[GIVEN TEXT]:
--- START ---
Autism, which has been diagnosed in more than 2 percent of the population, isn’t easy on anyone.
For caretakers, it’s demanding on both parents as well as other family members.
But mothers, most often, are bearing the brunt because they are usually the primary caregivers.
Mothers of children with autism experience more stress, physical illness and psychiatric concerns for themselves than do parents of children who are typically developing or have other developmental differences.
Plenty of Evidence
Study after study demonstrates the increased physical, emotional and mental stress that parents of children with autism experience. Dr. Marcia Malick Seltzer of the Waisman Center at the University of Wisconsin-Madison has done extensive research examining the impact of caring for individuals with developmental disabilities, including autism.
She has found that mothers of children with disabilities are at increased risk for health problems. For mothers of children with autism, the level of the stress hormone cortisol is also affected by whether or not the mother had negative life experiences before the period of time in the study.
As a developmental pediatrician for the past seven years, I see the stress experienced by parents and family members of children with autism, particularly mothers. In addition to caring for a child with autism, these mothers are often working, raising other children and dealing with the daily tasks of maintaining a household.
Stress starts early, is ongoing and is different for every family. But I see common reasons for this stress, and ones that we can target for improvement.
Stress ignites when parents are first concerned that something is not going as expected with their child’s development. Some mothers have told me that they were worried about their children as early as during the pregnancy, as something did not seem right to them. It then continues during the diagnostic process and beyond.
Understandably, stress can be about what I may tell them as a physician and how they are going to pay for therapies for their children. For families with private insurance, parents of children with autism had medical expenditures that are approximately four to six times greater than children without autism. This translates to an additional $4,110 to $6,200 per year per child.
Families, and particularly mothers, are anxious that they caused – by their inaction or behaviors – their children’s developmental differences.
In addition, families are rightfully fearful that their children may be bullied or ridiculed by other children, and they fear what a “label” means for their children’s futures.
They also worry that their children might not overcome their delays and catch up to their peers. They ponder what to expect for the future and ask themselves how they will care for their children with autism as adults. They wonder what will happen to their children after they are no longer here.
We Can All Help
They likely fear all of these things at different times. These fears are understandable. And as physicians, service providers and members of communities, we can make it better for families. Legislators can also help, such as Hillary Clinton’s autism proposal announced this week to increase early screening, treatment and funding for autism research, and a greater focus on services.
--- END ---
[RECORDS SUPPLIED]:
--- START ---
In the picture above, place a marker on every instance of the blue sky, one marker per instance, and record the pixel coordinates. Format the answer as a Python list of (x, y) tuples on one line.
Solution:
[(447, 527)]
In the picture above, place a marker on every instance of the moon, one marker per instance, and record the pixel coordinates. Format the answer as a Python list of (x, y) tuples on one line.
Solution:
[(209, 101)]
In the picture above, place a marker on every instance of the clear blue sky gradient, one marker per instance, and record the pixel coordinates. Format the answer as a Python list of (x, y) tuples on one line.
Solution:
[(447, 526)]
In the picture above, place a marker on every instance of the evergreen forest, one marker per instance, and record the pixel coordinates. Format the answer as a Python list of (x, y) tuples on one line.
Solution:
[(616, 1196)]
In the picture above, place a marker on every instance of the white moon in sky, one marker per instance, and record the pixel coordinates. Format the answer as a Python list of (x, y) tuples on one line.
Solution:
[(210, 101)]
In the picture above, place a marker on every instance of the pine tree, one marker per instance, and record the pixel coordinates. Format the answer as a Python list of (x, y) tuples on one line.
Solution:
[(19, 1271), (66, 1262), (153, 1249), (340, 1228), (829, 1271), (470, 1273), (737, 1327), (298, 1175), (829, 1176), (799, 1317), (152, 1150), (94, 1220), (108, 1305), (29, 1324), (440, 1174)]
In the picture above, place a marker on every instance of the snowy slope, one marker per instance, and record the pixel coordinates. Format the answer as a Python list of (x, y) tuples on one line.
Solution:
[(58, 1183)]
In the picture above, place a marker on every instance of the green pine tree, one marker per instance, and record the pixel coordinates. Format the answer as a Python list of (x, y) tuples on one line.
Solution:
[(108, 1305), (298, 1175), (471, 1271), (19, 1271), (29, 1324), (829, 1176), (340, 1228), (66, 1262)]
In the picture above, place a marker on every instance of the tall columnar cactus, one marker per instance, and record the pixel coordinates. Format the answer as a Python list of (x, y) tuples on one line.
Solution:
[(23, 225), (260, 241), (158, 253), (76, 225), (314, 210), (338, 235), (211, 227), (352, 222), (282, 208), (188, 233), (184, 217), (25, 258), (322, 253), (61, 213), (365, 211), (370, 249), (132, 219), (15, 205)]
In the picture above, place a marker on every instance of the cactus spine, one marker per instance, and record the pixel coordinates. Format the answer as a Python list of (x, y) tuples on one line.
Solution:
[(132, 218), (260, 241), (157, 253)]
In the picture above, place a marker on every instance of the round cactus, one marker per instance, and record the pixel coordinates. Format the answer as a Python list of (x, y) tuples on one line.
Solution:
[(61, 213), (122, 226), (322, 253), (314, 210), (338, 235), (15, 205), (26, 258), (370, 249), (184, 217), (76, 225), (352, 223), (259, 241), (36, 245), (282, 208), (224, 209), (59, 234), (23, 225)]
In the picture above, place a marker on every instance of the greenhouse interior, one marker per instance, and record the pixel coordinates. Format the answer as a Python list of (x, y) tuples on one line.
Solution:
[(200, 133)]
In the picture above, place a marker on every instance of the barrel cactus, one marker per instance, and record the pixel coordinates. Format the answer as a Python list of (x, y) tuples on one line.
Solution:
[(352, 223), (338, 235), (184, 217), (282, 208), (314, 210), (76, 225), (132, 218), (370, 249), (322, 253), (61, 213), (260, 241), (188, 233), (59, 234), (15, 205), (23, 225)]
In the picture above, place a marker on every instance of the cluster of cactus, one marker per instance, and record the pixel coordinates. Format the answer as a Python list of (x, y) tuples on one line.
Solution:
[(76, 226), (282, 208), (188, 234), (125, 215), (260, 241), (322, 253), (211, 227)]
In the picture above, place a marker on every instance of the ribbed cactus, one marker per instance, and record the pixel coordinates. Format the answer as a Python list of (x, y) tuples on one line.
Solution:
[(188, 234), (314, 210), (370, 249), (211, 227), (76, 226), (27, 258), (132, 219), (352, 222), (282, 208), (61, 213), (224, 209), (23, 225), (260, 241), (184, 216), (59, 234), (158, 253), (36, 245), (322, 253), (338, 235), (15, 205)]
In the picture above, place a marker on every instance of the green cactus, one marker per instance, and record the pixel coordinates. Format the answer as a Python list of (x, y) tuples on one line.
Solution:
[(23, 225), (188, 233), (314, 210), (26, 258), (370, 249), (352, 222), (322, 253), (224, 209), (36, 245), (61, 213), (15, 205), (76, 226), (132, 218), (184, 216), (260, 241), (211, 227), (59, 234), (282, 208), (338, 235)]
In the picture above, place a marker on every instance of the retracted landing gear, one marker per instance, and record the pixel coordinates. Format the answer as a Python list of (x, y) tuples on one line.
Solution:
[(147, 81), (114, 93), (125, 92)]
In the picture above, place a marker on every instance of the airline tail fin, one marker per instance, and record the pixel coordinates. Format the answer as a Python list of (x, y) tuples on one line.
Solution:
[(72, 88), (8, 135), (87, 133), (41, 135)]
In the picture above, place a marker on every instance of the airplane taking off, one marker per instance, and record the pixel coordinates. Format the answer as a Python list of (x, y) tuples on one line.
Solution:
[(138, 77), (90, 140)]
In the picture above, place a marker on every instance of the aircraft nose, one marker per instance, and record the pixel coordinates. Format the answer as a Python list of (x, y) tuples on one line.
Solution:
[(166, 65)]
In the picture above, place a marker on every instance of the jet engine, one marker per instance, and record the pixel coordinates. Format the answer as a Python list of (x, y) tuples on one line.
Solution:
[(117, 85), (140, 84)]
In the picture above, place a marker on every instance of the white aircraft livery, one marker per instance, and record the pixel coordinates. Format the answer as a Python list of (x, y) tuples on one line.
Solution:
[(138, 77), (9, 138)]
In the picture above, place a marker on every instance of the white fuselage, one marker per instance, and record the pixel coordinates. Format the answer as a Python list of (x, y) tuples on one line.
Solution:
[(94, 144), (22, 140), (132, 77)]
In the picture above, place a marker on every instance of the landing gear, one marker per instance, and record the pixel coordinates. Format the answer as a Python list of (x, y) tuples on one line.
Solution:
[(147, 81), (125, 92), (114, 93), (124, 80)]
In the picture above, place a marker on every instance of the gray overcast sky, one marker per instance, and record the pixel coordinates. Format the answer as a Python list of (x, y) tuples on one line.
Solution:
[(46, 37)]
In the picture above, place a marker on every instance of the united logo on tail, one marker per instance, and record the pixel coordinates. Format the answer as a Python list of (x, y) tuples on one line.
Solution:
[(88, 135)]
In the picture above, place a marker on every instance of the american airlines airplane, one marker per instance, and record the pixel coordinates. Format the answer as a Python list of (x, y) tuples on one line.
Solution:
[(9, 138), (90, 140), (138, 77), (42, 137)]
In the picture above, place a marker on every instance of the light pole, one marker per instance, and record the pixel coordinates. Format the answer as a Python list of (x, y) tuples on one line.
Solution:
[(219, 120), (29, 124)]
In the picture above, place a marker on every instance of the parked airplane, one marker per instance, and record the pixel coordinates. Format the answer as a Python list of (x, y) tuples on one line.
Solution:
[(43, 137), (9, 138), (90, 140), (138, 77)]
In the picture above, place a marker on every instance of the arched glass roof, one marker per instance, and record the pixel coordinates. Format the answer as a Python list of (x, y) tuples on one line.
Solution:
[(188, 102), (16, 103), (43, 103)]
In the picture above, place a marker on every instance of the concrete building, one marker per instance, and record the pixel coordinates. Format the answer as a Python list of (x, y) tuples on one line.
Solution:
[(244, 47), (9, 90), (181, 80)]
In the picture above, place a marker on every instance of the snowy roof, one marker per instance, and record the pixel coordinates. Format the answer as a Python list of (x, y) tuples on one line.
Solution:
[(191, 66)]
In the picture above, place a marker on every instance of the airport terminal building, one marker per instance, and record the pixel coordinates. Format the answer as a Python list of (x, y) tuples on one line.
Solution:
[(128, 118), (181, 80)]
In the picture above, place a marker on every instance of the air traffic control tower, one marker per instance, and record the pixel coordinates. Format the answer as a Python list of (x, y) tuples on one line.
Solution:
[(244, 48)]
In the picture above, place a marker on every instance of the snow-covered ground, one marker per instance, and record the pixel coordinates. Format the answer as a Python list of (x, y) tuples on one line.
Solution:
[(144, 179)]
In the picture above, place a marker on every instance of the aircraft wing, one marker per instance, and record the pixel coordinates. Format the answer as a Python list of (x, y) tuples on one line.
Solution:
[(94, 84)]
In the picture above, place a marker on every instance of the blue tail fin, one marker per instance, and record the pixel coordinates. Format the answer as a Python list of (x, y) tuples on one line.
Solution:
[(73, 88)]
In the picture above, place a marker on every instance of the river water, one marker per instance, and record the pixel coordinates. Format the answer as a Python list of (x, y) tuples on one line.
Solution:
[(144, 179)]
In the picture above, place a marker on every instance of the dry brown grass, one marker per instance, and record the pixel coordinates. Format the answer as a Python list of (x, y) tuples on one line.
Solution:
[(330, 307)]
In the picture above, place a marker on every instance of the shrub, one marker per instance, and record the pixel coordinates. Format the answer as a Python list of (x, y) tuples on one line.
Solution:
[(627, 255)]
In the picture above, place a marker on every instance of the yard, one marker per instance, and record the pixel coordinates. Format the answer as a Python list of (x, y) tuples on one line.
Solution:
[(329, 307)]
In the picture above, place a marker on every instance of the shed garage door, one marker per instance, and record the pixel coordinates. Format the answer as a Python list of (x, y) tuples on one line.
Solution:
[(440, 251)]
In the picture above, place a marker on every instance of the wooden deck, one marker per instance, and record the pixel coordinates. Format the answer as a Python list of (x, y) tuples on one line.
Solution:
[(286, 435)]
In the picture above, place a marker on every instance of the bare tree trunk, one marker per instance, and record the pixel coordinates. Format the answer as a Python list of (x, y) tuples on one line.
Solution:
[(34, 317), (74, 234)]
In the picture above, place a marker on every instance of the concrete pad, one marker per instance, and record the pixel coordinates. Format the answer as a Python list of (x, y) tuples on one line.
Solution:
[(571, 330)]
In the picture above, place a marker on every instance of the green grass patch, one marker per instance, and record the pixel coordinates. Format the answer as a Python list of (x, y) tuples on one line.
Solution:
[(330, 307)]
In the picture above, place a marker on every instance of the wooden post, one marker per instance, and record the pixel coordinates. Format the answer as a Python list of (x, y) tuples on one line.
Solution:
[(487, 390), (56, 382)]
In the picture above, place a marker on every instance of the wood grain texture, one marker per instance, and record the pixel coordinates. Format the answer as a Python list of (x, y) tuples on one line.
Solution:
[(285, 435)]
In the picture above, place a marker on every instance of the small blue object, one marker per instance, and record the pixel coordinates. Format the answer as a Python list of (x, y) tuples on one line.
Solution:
--- END ---
--- START ---
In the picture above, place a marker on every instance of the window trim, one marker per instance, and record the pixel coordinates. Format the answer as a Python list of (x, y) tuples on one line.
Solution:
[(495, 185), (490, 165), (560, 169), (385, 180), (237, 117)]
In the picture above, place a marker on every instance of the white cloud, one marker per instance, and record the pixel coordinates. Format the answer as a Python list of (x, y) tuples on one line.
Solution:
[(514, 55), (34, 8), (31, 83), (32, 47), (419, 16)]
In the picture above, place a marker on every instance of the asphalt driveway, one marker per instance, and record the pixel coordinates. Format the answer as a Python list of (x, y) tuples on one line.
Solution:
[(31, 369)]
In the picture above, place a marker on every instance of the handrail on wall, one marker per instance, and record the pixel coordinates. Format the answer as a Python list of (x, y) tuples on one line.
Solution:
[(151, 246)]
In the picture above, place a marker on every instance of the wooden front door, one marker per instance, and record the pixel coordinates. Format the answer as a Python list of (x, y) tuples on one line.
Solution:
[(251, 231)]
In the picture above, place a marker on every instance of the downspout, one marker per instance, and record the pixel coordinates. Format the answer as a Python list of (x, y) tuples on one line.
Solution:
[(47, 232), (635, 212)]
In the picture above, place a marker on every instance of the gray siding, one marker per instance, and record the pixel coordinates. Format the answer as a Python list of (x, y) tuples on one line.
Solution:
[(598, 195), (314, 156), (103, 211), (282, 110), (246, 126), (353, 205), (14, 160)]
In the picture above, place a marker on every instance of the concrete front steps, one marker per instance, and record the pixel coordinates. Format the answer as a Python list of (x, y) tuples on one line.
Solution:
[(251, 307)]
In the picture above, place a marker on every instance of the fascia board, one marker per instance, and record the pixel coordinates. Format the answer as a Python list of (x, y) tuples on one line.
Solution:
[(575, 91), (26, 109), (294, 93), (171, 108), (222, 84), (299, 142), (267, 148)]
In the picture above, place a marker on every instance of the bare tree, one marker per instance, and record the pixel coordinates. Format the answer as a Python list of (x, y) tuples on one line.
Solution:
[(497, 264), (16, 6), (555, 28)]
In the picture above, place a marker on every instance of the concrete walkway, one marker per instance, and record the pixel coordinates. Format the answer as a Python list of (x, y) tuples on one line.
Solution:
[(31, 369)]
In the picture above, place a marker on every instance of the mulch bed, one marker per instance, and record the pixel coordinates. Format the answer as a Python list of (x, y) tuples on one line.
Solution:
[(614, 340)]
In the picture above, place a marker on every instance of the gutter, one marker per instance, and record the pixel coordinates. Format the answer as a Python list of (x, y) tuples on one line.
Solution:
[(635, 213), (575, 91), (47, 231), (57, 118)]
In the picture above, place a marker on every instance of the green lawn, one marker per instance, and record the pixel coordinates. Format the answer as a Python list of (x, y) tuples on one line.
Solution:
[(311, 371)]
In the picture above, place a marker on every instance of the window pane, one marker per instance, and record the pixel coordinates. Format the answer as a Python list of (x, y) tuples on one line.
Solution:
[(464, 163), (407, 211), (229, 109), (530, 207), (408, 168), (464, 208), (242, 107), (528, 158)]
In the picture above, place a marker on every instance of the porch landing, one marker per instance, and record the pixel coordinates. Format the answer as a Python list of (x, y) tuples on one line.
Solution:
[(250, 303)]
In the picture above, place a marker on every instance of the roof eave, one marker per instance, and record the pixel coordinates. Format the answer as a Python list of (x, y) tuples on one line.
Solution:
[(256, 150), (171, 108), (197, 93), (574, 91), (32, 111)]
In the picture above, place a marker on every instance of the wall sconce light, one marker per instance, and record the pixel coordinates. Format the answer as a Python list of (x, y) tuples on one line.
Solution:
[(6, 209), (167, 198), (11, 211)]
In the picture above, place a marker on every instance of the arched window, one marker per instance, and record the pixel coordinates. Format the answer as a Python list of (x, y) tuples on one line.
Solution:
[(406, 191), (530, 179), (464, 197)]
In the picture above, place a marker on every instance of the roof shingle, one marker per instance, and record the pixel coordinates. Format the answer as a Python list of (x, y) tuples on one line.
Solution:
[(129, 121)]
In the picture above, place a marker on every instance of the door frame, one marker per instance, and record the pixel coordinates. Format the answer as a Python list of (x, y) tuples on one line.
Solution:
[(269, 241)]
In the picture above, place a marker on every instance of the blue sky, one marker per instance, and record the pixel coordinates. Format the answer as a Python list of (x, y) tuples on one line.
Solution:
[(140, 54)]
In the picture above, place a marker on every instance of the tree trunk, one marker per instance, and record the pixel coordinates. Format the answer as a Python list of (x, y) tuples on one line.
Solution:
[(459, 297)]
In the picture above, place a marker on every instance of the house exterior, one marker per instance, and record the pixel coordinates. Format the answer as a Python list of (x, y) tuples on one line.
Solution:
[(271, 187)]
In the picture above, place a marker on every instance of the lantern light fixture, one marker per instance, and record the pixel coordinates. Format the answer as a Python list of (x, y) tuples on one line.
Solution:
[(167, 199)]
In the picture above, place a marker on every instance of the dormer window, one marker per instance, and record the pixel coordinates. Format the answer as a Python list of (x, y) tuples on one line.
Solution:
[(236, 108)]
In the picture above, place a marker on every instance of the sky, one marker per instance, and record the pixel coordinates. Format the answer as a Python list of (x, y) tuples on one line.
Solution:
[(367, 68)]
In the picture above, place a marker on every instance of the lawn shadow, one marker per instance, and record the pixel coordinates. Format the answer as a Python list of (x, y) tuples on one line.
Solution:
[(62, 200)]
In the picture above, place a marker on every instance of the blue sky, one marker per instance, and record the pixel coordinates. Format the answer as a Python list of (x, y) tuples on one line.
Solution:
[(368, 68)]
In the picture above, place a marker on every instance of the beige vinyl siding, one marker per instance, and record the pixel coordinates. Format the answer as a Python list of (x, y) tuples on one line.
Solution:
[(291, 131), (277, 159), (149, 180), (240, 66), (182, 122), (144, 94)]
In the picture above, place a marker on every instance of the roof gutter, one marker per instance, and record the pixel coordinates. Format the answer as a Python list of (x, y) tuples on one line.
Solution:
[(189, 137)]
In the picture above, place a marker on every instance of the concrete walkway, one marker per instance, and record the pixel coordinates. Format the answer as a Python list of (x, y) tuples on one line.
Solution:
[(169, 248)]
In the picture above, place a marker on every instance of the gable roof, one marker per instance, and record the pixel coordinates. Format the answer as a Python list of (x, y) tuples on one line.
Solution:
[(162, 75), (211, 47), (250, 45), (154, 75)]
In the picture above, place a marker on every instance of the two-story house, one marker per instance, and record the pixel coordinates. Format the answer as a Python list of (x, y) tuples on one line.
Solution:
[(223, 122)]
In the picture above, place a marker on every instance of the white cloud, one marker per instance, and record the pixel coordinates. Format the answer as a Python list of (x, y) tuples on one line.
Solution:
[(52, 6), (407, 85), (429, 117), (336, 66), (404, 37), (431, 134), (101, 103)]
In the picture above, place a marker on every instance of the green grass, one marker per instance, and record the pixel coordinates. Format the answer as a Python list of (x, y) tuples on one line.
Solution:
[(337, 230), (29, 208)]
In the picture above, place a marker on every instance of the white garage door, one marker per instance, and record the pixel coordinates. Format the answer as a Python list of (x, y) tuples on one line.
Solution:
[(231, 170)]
--- END ---
[SET OF TASKS]:
**1.** In the article on autism and mothers' stress, what additional yearly cost per child does it give for families with private insurance?
**2.** Please copy the part of the article on autism and mothers' stress between "Autism, which has" and "the primary caregivers.", inclusive.

[RESPONSES TO THE EXERCISE]:
**1.** An additional $4,110 to $6,200 per year per child.

**2.**
Autism, which has been diagnosed in more than 2 percent of the population, isn’t easy on anyone.
For caretakers, it’s demanding on both parents as well as other family members.
But mothers, most often, are bearing the brunt because they are usually the primary caregivers.